**Problem set**.
A. In the Apple MVNO rumors piece, write out again the part that opens with the words "Steve JobsRumors about" and closes with "Apple MVNO rumor.", replacing "analysts" with "commentators".
B. Present the part of the listing that opens with the line containing "570L492 613L468 629L488" and closes with the line containing "positive clicks: (510, 650) (472, 536)" as a Markdown table. Use a Num column for the row number and a Content column for the line, and skip blank lines.

**Text segment**.
--------------------------------------------------

Those Pesky Apple MVNO Rumors

Steve JobsRumors about Apple are the bread and butter of the tech industry at the moment, from the iTunes phone to the ViPod (video iPod) pundits have been wondering when Apple will release certain products and what they will look like. One rumor that’s beginning to peter out after finding very little support amongst analysts is the Apple MVNO rumor.
The Register put up a piece on the topic (followed by Wal-Mart MVNO rumors and news of consolidation in the Scandinavian MVNO market) which pointed out that “successful MVNOs tend to be those with a well recognized brand that appeals to a well defined customer base, such as Virgin Mobile. Apple iTunes would certainly fall into this category and a music-oriented mobile service incorporating mobile versions of the popular download service would undoubtedly attract high volumes of uptake”. The article goes on to point out that Apple would be able to bring its considerable style conciousness to the creation of handsets and is already in partnership with Nokia to create an open source mobile browser…”the type of control over branding, user interface and device design that the major cellcos crave”. Further, the article cites that “an Apple MVNO would certainly present various threats to the incumbent mobile carriers. It would throw the operators’ own download services and other music-oriented activities into the shade, at a time when music is seen as one of the key growth drivers for cellco revenue in the next few years”.

--------------------------------------------------

**Available data**.
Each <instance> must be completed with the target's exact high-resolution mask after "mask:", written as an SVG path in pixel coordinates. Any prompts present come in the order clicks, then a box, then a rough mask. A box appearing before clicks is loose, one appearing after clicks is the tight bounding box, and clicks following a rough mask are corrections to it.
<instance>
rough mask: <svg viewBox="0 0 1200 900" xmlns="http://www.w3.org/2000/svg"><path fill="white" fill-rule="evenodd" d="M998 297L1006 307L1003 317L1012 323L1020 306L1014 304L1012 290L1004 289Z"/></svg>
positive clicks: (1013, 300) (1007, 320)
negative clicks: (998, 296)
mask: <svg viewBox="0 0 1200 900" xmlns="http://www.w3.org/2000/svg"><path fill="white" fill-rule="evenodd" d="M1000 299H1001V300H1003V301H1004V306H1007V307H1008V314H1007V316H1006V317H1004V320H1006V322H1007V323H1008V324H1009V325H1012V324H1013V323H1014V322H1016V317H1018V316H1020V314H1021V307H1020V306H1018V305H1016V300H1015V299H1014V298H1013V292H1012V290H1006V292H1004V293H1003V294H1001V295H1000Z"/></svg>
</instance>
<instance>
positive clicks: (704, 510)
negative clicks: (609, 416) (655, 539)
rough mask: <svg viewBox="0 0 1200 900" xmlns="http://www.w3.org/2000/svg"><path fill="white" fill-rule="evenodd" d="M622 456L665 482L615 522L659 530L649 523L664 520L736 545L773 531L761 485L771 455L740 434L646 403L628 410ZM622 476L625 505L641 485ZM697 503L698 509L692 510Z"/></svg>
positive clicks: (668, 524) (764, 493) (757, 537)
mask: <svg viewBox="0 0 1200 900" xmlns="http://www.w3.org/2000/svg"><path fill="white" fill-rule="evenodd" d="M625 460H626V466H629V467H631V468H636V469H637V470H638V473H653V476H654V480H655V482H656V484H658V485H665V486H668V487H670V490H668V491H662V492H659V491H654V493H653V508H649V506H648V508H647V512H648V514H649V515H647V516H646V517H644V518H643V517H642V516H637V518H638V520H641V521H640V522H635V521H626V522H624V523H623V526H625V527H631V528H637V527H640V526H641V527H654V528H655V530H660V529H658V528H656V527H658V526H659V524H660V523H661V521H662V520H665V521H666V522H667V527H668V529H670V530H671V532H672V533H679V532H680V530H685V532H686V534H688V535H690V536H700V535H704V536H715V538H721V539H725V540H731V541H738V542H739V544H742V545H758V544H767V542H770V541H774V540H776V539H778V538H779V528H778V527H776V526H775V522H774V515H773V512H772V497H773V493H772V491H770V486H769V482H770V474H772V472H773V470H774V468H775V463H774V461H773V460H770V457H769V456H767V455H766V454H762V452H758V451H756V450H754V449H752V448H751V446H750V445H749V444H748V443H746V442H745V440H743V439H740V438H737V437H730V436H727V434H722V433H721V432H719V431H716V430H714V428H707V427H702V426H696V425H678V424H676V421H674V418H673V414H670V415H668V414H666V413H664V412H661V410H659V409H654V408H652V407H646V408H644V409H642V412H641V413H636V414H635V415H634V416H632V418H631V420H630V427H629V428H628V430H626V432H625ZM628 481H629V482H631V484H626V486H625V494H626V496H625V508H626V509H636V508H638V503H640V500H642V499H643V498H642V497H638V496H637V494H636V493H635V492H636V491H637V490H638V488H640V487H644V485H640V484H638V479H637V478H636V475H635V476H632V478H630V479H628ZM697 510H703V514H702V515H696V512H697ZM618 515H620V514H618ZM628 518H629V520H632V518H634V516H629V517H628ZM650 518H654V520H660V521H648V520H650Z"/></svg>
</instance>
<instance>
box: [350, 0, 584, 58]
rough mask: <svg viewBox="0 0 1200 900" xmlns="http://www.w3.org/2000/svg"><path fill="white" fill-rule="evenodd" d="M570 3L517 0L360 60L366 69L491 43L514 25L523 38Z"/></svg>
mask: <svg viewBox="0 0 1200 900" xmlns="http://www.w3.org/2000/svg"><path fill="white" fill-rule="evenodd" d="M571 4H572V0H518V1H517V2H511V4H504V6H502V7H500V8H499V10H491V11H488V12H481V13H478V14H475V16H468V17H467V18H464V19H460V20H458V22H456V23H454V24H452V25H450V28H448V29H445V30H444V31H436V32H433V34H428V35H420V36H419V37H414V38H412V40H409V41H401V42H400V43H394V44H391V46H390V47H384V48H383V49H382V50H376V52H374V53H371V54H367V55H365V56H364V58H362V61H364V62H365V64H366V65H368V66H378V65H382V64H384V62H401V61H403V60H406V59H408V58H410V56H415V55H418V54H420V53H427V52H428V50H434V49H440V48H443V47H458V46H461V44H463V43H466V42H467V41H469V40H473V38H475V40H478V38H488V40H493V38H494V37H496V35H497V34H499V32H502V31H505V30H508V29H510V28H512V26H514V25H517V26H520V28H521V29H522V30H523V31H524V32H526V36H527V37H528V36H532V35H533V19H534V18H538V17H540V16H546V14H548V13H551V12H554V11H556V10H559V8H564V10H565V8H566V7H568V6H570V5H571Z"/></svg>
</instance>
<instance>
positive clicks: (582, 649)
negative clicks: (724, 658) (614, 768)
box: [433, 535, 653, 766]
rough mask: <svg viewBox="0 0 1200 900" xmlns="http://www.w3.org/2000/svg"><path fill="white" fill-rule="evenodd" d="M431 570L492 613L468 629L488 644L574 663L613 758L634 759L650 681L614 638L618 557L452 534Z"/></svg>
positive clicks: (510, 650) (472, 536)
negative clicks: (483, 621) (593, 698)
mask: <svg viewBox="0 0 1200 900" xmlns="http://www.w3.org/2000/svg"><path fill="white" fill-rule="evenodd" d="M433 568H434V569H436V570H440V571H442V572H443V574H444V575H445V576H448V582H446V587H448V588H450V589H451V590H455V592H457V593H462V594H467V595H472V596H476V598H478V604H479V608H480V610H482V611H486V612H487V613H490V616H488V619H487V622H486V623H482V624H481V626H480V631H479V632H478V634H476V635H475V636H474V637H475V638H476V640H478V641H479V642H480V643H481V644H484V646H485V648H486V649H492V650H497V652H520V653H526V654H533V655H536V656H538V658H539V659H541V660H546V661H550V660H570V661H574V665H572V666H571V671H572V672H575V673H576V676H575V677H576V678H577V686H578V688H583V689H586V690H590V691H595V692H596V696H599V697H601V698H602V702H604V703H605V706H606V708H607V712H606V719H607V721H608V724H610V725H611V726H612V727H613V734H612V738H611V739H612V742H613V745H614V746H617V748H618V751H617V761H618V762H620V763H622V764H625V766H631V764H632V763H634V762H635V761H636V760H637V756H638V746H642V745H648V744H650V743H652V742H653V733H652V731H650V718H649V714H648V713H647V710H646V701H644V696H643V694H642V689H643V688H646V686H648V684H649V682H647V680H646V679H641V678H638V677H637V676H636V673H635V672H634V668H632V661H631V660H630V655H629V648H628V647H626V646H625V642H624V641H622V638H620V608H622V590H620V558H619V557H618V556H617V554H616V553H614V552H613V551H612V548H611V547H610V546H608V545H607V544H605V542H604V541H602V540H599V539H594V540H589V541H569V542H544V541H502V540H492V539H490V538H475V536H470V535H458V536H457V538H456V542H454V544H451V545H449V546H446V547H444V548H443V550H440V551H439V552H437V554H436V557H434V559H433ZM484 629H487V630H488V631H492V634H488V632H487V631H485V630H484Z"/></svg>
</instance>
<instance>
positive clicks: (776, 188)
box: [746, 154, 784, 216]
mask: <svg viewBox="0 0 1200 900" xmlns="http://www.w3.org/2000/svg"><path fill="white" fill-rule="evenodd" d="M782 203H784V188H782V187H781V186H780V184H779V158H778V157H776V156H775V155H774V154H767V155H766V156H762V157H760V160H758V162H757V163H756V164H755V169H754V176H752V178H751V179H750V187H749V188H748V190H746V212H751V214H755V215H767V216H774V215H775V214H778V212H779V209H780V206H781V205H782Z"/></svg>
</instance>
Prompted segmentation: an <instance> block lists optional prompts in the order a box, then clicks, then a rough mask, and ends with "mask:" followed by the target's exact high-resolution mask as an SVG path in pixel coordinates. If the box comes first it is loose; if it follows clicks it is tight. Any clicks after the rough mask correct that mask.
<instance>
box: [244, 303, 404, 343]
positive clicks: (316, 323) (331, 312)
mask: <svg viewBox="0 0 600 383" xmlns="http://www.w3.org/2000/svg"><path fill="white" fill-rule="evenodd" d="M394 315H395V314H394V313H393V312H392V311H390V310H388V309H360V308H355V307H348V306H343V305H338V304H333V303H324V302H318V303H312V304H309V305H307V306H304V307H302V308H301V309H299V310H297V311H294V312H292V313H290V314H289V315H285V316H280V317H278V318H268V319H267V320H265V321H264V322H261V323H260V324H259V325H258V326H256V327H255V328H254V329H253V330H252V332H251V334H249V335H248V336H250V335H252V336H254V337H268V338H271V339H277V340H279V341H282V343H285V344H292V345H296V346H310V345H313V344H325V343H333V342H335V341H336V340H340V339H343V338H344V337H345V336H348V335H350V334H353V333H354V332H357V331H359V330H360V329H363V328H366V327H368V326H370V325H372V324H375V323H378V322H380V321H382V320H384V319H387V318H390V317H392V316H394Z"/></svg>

--------------------------------------------------

**Outputs by task**.
A.
Steve JobsRumors about Apple are the bread and butter of the tech industry at the moment, from the iTunes phone to the ViPod (video iPod) pundits have been wondering when Apple will release certain products and what they will look like. One rumor that’s beginning to peter out after finding very little support amongst commentators is the Apple MVNO rumor.

B.
| Num | Content |
|---|---|
| 1 | rough mask: <svg viewBox="0 0 1200 900" xmlns="http://www.w3.org/2000/svg"><path fill="white" fill-rule="evenodd" d="M431 570L492 613L468 629L488 644L574 663L613 758L634 759L650 681L614 638L618 557L452 534Z"/></svg> |
| 2 | positive clicks: (510, 650) (472, 536) |